▶ [What you have to do] Reproduce the listing below with every occurrence of "in this shot" replaced by "in this image" and all other text left as it stands. Omit the pictures from your reproduction.

▶ [Provided records]
★ ★ ★
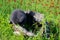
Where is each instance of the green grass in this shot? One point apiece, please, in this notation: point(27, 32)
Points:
point(50, 8)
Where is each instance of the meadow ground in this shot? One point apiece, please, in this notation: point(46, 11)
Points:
point(50, 8)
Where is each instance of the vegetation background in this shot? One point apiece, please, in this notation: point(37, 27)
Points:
point(50, 8)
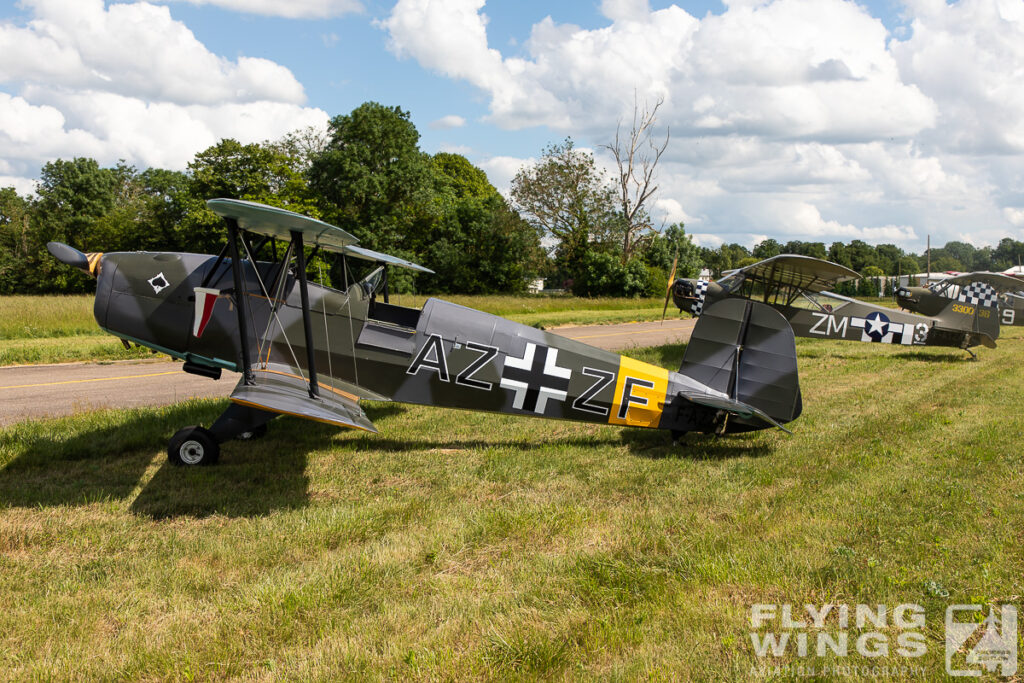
★ ★ ★
▶ [Exercise response]
Where is each instance of the green grass in this image? One point apiece, please, in this notation: point(27, 32)
Points:
point(50, 8)
Where is each instance of the meadow ground in this image? One point apiece, please, in this notation: point(46, 11)
Points:
point(50, 8)
Where is each instance of the vegetation background in this image? One point apiece, please, in this notation: point(37, 27)
Points:
point(50, 8)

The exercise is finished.